■ INPUT MATERIAL ■
•••
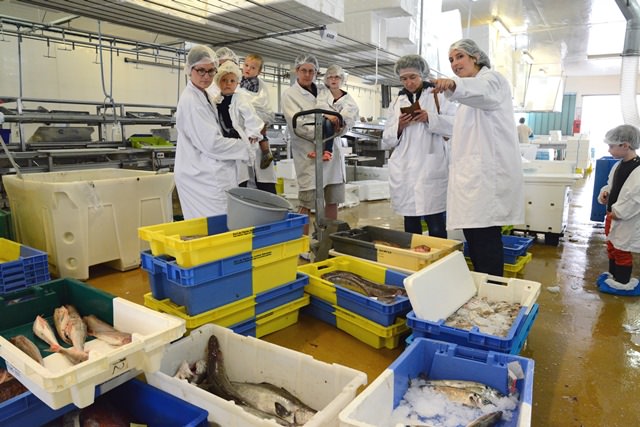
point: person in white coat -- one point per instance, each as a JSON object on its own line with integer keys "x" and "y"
{"x": 622, "y": 197}
{"x": 419, "y": 164}
{"x": 236, "y": 115}
{"x": 262, "y": 170}
{"x": 205, "y": 163}
{"x": 302, "y": 96}
{"x": 486, "y": 184}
•••
■ THE REQUEST ■
Rewrite the entries with "white coat" renamed to "lab coat" and everything else unchanged, leaving out the pictures.

■ EXERCISE RESULT ■
point: person in lab coat -- one point per instance, each as a JSON object on its own line with integer keys "x" and "y"
{"x": 622, "y": 197}
{"x": 419, "y": 164}
{"x": 236, "y": 115}
{"x": 262, "y": 170}
{"x": 205, "y": 163}
{"x": 302, "y": 96}
{"x": 486, "y": 184}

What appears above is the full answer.